### Work instructions
Reproduce the following records exactly from the line containing "Consider the photo above. Spot each instance of the bride and" onward, ending with the last line and including it.

[Stored dataset items]
-------------------------

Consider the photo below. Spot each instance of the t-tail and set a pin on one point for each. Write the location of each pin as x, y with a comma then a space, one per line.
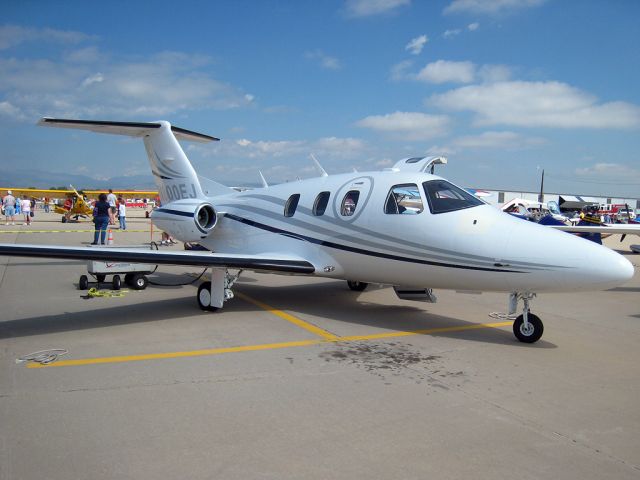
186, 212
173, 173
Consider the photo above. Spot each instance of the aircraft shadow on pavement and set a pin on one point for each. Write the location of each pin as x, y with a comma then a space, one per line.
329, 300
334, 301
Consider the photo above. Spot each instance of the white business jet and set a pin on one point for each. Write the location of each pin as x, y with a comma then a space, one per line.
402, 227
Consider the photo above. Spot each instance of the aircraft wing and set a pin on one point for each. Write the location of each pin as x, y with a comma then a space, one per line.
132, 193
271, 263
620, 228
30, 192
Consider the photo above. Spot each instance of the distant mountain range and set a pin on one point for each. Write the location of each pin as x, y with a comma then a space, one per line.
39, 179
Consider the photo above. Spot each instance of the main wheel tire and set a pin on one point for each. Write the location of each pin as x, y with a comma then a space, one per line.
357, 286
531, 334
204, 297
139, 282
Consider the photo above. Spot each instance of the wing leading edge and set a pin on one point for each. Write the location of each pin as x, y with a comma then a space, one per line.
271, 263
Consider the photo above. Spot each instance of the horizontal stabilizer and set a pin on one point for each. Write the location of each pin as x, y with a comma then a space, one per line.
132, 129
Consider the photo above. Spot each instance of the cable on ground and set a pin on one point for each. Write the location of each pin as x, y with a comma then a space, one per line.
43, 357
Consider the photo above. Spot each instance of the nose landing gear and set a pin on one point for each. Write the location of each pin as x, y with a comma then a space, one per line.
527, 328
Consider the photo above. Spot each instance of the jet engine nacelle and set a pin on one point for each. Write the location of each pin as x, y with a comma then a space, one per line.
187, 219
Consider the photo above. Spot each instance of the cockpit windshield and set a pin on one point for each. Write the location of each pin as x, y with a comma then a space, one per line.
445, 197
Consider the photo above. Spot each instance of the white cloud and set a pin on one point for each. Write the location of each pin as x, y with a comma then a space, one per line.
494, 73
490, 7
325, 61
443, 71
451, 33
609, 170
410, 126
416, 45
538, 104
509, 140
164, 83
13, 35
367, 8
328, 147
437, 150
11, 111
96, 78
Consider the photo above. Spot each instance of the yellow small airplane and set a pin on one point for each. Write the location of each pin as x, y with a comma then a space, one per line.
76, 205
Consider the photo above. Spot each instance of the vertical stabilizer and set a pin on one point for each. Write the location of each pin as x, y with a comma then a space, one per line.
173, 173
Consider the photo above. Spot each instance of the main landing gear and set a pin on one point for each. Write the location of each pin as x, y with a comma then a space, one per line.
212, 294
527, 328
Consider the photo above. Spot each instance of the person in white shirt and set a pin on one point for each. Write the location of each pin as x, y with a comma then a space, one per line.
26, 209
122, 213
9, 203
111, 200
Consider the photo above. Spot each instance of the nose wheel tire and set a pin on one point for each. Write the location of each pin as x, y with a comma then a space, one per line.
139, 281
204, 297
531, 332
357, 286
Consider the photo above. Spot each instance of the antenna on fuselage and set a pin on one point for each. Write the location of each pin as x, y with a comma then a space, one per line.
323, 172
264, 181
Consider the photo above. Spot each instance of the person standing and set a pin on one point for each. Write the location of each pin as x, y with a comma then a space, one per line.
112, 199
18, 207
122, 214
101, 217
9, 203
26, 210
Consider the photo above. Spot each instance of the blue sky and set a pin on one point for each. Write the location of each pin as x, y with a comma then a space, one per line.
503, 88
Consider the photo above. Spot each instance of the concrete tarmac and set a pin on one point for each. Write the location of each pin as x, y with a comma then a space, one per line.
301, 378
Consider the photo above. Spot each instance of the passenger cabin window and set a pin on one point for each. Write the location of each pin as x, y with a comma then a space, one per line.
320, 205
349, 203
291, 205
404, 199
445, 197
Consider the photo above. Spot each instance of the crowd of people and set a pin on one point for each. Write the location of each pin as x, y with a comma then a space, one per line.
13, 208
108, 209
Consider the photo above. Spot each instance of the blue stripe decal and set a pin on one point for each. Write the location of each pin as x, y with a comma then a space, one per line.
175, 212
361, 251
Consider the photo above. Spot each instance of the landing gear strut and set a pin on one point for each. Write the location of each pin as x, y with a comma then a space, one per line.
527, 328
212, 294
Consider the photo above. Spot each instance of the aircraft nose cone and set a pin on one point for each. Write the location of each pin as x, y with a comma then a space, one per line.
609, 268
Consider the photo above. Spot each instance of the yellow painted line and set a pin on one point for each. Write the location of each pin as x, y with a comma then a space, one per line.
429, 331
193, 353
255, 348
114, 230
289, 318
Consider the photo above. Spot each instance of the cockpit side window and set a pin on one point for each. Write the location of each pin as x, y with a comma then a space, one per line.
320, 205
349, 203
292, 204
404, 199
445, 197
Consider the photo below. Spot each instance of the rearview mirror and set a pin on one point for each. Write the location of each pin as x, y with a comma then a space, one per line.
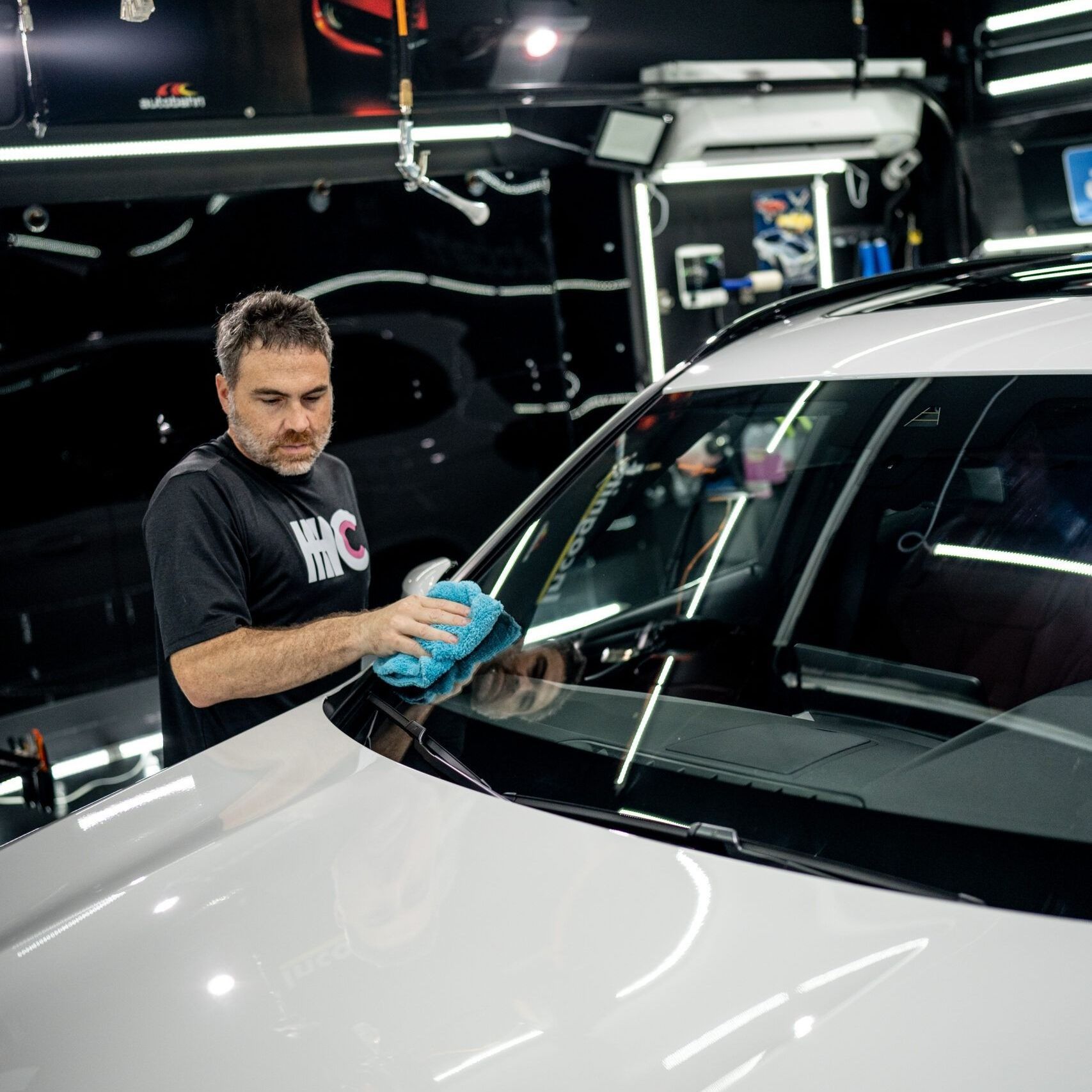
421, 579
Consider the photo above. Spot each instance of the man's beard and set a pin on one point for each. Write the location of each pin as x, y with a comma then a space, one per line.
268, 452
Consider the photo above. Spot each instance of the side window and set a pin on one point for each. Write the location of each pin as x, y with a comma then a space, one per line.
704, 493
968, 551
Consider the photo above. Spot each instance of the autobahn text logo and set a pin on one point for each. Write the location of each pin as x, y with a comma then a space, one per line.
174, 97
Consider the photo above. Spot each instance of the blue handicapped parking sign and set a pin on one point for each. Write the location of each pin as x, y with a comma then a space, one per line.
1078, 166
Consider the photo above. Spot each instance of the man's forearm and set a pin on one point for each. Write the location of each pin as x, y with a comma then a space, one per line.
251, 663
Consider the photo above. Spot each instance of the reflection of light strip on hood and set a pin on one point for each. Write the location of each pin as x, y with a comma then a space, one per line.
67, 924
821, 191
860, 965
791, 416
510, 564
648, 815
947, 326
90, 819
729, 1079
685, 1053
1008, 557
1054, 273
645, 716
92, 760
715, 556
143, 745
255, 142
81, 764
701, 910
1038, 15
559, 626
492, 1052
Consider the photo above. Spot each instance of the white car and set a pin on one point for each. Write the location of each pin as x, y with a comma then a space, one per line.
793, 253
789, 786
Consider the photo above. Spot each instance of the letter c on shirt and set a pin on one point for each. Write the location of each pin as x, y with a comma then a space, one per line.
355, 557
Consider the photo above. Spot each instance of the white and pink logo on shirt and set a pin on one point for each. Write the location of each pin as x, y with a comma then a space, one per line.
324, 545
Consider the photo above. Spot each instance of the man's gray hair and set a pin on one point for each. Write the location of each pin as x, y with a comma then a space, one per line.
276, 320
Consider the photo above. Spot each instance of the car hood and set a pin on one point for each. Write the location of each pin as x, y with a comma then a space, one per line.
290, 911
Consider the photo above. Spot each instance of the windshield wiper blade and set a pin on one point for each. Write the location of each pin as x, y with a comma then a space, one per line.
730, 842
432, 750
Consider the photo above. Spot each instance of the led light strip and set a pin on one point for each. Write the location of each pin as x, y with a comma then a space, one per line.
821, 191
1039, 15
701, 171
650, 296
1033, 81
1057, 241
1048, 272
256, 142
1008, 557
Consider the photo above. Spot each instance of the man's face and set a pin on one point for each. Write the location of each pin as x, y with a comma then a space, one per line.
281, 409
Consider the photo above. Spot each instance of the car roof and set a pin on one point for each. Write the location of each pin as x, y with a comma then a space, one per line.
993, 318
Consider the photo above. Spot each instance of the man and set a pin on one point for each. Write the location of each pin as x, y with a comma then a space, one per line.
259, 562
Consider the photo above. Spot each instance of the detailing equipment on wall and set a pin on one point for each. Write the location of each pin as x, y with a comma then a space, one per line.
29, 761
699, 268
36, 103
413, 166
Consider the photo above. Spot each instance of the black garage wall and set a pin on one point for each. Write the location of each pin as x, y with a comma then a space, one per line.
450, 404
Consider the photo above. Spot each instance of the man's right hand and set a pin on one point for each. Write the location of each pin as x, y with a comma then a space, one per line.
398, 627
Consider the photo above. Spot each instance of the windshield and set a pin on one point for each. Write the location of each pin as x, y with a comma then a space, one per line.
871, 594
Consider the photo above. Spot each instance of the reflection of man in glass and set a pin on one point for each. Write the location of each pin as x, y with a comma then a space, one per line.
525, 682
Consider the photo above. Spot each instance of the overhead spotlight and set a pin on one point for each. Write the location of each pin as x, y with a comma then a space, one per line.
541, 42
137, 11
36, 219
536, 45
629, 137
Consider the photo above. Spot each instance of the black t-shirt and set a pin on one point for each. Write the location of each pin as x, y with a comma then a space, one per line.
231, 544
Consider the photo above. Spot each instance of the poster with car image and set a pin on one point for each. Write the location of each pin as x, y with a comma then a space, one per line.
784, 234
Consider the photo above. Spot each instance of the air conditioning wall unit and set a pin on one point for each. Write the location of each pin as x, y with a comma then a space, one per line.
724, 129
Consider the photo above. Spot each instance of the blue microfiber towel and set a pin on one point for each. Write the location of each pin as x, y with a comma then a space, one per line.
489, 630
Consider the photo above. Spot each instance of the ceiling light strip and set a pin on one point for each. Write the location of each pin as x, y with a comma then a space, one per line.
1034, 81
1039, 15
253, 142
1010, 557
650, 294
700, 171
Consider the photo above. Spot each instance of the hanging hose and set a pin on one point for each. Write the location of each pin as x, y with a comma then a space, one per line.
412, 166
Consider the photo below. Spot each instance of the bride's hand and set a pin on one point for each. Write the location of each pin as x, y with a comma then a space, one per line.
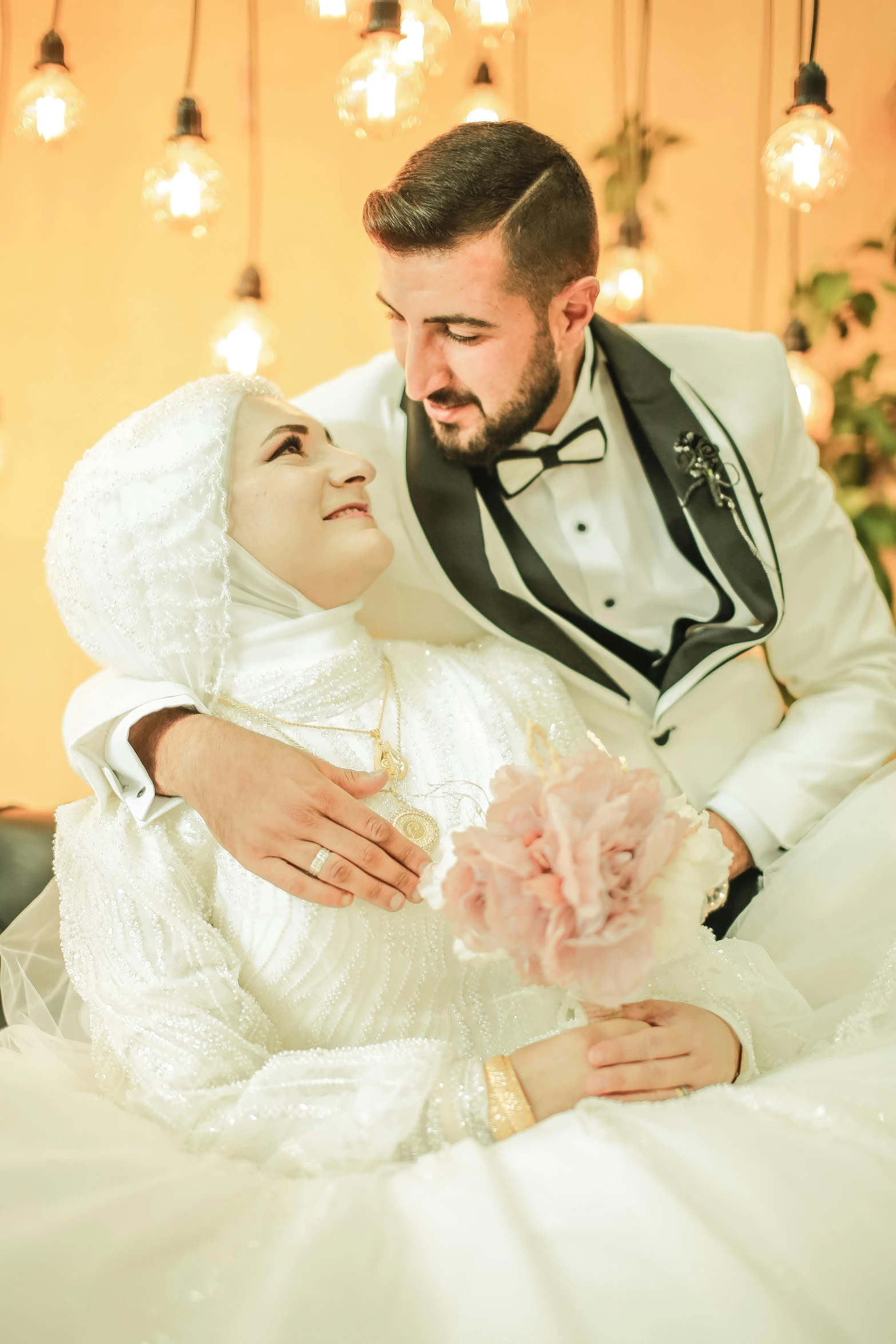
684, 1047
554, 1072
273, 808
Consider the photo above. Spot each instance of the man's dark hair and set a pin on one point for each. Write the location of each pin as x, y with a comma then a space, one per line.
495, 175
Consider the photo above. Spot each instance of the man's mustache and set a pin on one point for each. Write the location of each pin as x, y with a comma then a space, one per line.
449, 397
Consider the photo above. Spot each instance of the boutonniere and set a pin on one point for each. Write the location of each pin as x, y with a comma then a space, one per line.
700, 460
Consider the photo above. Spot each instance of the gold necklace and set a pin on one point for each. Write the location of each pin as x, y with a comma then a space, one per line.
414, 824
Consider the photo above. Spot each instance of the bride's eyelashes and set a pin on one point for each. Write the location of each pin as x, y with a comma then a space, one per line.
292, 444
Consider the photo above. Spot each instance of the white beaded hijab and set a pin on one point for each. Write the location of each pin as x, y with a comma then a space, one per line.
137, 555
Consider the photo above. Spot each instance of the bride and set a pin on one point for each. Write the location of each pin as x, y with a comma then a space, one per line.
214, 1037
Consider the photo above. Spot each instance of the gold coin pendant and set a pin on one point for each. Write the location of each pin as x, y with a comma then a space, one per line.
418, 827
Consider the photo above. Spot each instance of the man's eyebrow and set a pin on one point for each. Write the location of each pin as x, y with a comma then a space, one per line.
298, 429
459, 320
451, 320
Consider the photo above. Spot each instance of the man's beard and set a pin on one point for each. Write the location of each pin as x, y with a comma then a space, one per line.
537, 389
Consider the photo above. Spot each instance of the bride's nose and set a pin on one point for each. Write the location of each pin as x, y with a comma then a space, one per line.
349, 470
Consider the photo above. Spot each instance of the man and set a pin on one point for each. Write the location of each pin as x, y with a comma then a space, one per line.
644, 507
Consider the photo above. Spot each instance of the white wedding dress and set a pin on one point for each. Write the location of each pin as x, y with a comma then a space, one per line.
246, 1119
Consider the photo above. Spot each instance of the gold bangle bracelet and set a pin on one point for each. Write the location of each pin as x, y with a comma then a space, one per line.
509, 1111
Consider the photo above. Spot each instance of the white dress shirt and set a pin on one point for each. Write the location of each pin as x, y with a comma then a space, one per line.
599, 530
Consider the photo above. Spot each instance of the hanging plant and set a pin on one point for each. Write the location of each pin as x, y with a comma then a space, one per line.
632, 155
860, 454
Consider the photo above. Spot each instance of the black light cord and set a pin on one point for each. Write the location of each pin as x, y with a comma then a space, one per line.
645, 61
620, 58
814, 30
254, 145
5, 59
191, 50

-------------------------

### Answer to the task
Consider the photo above. Spot each instance of the bride and set a pin on one point for each. Write the location of each pin as x, y with a comma then a space, one per line.
214, 1037
Consider the photo above. Spot each instance of the gold coin pendant and set a pin on one point for each. Write the location of each pin as x, y with a comma then a space, one per line.
418, 827
Consider the photo above. Spot each instance of the man's eyebrow and set a pin on one point for each. Write the location of each pin as x, y with a comma then a space, one per line.
298, 429
459, 320
451, 320
Consider the photo above. Spot each instance of the man's beard and set a pin on one point for each. Write the location of each pin as x, y with a comma then a space, one per line.
537, 389
Consider the photo above. Spot each instance of the bride's nose and set a pin on one point for each. Write the location of each pin as x, y with a comma then a space, one per line.
349, 470
Consider the photo above. Spot each instance of the man and set a pin on one point for each. Write the location of each pin as x, y with a comma then a space, one per line.
644, 507
Consider the photo above. Spot each instance of the white wedding dress and set a pin on one point for each. Write the location of each pin as x, y with a comma then a space, one per line.
246, 1119
Consider the photo above. Spot each instance of the gold bangle bracelet and set a pin on one point for each. Write the location of each pin as x, y with a comma then a space, one per line.
509, 1111
Consider the photo above. Spot each instance of the white dress shirt and set a pin on one point for each. Write the location of each pin as x, y with a comma then a space, one per line.
599, 530
Consider the photo above. Spot each instance of the hanging plant and set a pin on one point for each. Write the location of each pin as x, y with a comma then a space, one per line.
632, 155
860, 454
Consider the photo above. Spot each instance of the black light cord and set a pin on one point for each. Write the location of each pin as x, y with a comma then a space, one per line.
645, 61
620, 58
814, 30
254, 145
5, 59
191, 50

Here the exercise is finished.